Brano:
Inoltre, c’è polemica sul fatto che chi rientra in Australia deve fare la quarantena in un albergo designato, e, nonostante l’annuncio di 20 nuovi voli per chi non è ancora rimpatriato, il numero di persone che possono essere riaccolte è stato tagliato in vari stati (anche se non in Victoria e in South Australia, dove si trova Adelaide), un fatto che di sicuro non desta una grande impressione se si pensa che per l’Australian Open i mille e più posti sono sempre stati garantiti (pur con un cambio di residenza e con una sede aggiuntiva in un secondo stato).
La “ragion di stato”

Dati forniti:
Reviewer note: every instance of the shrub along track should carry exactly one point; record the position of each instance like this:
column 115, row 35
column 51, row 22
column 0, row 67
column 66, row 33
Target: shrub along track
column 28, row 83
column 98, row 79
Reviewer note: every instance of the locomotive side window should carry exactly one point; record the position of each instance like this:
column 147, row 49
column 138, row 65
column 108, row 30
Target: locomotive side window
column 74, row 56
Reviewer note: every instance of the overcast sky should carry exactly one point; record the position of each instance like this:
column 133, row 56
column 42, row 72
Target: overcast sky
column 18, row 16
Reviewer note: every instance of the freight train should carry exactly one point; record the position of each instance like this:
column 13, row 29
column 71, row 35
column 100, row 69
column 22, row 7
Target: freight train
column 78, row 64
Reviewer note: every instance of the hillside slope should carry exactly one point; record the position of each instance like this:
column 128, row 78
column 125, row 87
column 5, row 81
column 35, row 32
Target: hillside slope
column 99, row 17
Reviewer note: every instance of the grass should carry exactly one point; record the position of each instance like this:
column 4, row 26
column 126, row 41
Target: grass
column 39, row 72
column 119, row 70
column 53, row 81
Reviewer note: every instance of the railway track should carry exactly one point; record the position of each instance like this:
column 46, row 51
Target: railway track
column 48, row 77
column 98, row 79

Esercizio proposto:
Per ciascuna affermazione indica se concorda con il brano sulla quarantena in Australia, rispondendo sì o no e citando alla lettera le parole decisive: (a) chi rientra in Australia deve fare la quarantena in un albergo designato; (b) il numero di persone riaccolte è stato tagliato anche in Victoria; (c) Adelaide si trova in South Australia. Per rispondere serve soltanto il brano.

Esercizio svolto:
(a) Sì: "chi rientra in Australia deve fare la quarantena in un albergo designato".
(b) No: "anche se non in Victoria e in South Australia".
(c) Sì: "in South Australia, dove si trova Adelaide".